[Input — start]

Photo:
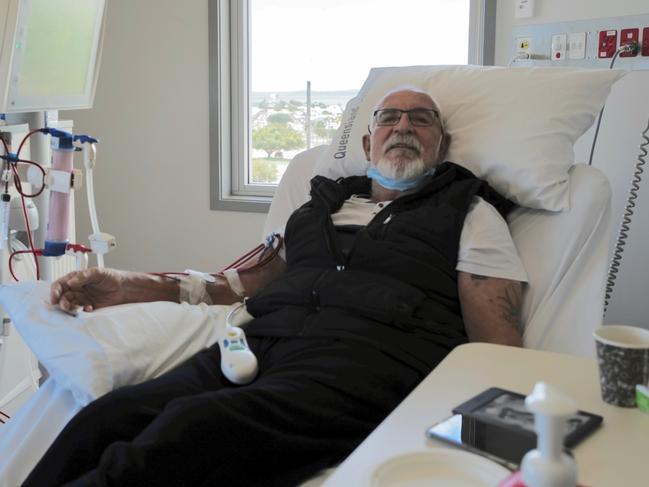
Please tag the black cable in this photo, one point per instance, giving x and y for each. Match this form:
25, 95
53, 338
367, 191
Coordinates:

[Input — finish]

• **What the task requires**: Repeat the listing above verbatim, but exclude the pictures it contains.

• **Response area**:
Photo:
Please tag the black cable in this photo, one point per instance, giving x and y for each. Match this form:
25, 95
53, 338
367, 191
Coordinates:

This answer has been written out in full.